TEXT SEGMENT >>

Makes sense in terms of priorities.  Thanks, Apurva.

On Thu, Aug 31, 2017 at 11:15 AM, Apurva Mehta <apu...@confluent.io> wrote:

> Thanks for the message, Roger.
>
> I think having 'acks=all' imply 'acks=minIsr' will probably result in some
> improvement in the latency. However, I would note two things:
>
> 1. The numbers on the wiki are latency at max throughput, which should not
> be representative of actual latency degradation. We should aim for more
> representative numbers before trying to solve for the problem. I intend to
> do this.
> 2. We have some toggles to reduce replication latency like
> ReplicaFetchMinBytes, ReplicaFetchWaitMaxMs. We can improve the replication
> latency by tuning these variables.
> 3. Engineers from Uber have played with the settings above and noticed that
> our protocol is too inefficient to support frequent replica fetches. We
> plan to improve this in the coming months.
>
> If we solve the low hanging fruit in (3), we can probably have lower
> latency configs in (2), which would mean that the actual impact of acks=all
> reduces. In this context, acks=minIsr will probably show a smaller impact
> on reducing replication latency. But it would definitely be interesting to
> get those numbers and see whether the theory bears out in practice.

TASK INSTRUCTIONS >>
#1 From the email thread on acks settings, extract word for word the stretch from "On Thu, Aug" through "tuning these variables.".
#2 Extend the email thread on acks=all and replication latency, picking up after its final sentence.
The entries that follow have no connection to the email thread about acks settings and replication latency.

RECORDS SHOWN >>

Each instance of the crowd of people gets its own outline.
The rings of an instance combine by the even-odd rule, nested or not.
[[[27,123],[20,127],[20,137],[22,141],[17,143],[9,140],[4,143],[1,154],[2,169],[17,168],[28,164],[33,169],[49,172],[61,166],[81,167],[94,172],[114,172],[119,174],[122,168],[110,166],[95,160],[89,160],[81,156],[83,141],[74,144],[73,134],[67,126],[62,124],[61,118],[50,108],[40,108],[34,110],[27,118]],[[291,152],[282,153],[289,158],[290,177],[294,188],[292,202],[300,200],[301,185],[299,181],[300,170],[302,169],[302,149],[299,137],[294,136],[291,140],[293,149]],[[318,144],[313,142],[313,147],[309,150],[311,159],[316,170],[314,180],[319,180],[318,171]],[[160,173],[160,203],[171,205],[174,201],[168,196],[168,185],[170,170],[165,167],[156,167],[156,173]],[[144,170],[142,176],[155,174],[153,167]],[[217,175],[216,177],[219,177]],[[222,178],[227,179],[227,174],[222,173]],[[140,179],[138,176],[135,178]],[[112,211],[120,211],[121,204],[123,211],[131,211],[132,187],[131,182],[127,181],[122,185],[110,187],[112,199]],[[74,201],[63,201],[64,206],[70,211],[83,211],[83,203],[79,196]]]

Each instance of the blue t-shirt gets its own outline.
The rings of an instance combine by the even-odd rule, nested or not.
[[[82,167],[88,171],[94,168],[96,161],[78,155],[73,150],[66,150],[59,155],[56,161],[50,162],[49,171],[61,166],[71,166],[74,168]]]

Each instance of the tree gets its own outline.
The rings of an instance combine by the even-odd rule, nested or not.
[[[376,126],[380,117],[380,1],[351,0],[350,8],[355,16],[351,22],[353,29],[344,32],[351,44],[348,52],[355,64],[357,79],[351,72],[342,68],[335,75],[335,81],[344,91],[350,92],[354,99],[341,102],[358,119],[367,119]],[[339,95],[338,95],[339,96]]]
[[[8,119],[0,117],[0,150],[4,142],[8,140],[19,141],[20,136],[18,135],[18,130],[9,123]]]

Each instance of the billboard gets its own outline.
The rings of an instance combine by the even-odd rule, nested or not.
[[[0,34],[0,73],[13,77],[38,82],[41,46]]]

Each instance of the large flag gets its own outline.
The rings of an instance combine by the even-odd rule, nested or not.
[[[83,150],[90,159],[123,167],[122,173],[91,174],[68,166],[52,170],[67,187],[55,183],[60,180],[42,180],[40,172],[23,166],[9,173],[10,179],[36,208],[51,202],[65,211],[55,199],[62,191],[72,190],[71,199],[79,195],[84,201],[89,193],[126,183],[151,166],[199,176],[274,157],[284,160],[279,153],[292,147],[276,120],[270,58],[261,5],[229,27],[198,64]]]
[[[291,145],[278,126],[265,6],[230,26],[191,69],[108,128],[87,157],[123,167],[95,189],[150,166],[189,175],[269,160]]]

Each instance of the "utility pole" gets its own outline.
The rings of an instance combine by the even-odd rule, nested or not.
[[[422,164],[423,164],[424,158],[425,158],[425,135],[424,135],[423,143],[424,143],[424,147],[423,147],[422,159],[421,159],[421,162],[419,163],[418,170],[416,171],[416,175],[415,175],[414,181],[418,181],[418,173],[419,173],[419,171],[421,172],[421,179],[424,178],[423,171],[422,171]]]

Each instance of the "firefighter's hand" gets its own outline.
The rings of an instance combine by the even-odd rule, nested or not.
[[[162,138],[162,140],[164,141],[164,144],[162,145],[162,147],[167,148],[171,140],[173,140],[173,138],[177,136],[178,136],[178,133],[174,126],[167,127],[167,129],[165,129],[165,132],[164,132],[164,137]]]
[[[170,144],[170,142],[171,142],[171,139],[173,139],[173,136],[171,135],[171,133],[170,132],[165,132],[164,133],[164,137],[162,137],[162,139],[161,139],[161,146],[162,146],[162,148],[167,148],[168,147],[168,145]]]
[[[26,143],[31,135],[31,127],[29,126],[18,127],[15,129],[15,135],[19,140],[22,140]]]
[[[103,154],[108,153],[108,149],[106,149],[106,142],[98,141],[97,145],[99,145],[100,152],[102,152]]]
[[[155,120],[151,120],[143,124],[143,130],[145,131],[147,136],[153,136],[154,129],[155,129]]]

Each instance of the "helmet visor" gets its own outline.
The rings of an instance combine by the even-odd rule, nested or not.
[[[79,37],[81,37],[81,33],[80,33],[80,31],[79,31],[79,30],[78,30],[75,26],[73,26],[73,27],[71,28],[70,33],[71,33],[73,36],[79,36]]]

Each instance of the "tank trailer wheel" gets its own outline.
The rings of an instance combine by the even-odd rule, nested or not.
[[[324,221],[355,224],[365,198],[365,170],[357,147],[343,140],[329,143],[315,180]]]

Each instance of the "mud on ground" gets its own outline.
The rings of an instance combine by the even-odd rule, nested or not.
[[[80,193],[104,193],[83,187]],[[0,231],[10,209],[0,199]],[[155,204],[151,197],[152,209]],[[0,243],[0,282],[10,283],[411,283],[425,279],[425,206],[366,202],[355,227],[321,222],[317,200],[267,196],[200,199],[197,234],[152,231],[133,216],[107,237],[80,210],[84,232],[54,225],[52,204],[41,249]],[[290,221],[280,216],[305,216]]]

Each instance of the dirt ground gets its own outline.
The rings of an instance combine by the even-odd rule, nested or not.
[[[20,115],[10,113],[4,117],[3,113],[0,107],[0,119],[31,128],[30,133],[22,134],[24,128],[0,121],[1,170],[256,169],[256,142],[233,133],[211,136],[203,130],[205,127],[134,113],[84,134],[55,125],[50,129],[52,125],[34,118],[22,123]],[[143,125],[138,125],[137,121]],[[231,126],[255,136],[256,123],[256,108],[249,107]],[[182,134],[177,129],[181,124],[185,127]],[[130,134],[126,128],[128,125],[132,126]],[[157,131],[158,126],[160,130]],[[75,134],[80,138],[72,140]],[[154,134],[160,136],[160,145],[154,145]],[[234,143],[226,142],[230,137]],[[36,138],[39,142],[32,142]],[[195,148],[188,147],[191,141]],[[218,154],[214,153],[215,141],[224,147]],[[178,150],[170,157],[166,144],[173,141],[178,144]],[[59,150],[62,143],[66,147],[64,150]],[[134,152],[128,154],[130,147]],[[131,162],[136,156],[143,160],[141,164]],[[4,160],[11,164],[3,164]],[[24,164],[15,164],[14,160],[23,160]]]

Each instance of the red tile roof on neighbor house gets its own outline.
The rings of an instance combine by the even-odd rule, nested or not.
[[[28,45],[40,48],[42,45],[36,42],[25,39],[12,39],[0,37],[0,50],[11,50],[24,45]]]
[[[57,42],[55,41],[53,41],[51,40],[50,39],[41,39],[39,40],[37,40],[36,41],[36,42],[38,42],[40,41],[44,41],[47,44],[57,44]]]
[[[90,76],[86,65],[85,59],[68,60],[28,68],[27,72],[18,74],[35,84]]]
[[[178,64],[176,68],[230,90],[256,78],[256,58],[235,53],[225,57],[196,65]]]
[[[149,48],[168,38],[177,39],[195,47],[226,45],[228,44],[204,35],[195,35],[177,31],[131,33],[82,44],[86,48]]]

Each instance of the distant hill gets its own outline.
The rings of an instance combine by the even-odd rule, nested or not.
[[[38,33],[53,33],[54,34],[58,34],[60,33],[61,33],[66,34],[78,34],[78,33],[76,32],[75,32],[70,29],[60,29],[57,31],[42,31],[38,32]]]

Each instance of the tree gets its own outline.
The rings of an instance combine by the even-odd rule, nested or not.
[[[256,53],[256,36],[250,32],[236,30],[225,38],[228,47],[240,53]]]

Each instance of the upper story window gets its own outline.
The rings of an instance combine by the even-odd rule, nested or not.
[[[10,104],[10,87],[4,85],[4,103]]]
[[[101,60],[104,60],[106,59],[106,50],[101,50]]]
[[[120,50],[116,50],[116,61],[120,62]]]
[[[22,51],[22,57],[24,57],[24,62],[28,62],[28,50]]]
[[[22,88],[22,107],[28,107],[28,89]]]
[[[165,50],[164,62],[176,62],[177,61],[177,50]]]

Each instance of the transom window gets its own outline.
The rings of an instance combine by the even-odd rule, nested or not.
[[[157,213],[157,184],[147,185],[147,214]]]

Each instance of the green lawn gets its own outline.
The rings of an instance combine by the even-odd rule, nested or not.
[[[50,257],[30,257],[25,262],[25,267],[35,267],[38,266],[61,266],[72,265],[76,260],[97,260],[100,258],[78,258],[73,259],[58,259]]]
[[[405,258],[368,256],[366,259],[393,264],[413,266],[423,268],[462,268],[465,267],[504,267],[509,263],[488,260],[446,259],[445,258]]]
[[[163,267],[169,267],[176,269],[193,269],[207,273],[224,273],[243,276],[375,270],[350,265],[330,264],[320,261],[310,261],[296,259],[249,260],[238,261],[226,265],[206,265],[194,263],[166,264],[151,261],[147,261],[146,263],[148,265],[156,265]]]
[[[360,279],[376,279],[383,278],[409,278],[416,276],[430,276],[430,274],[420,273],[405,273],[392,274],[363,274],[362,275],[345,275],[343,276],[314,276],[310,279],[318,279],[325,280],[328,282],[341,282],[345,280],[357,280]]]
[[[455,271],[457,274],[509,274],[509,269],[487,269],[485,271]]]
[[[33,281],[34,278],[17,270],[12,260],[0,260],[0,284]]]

OUTPUTS IN ORDER >>
#1
On Thu, Aug 31, 2017 at 11:15 AM, Apurva Mehta <apu...@confluent.io> wrote:

> Thanks for the message, Roger.
>
> I think having 'acks=all' imply 'acks=minIsr' will probably result in some
> improvement in the latency. However, I would note two things:
>
> 1. The numbers on the wiki are latency at max throughput, which should not
> be representative of actual latency degradation. We should aim for more
> representative numbers before trying to solve for the problem. I intend to
> do this.
> 2. We have some toggles to reduce replication latency like
> ReplicaFetchMinBytes, ReplicaFetchWaitMaxMs. We can improve the replication
> latency by tuning these variables.

#2
>
> Regards,
> Apurva
>
> On Thu, Aug 31, 2017 at 8:56 AM, Roger Hoover <roger.hoo...@gmail.com>
> wrote:
>
> > Sorry, my math was sloppy.  It's not twice as many requests taking
> longer.
> > If the probability of replication latency longer than X is Px for both
> > replicas then,
> >
> > acks=all will have probability of Px(2-Px) of replication lag longer
> than X
> > while
> > acks=minIsr will be Px
> >
> >
> > On Wed, Aug 30, 2017 at 5:18 PM, Roger Hoover <roger.hoo...@gmail.com>
> > wrote:
> >
> > > Sorry if this is a bit out of left field but can't help wondering...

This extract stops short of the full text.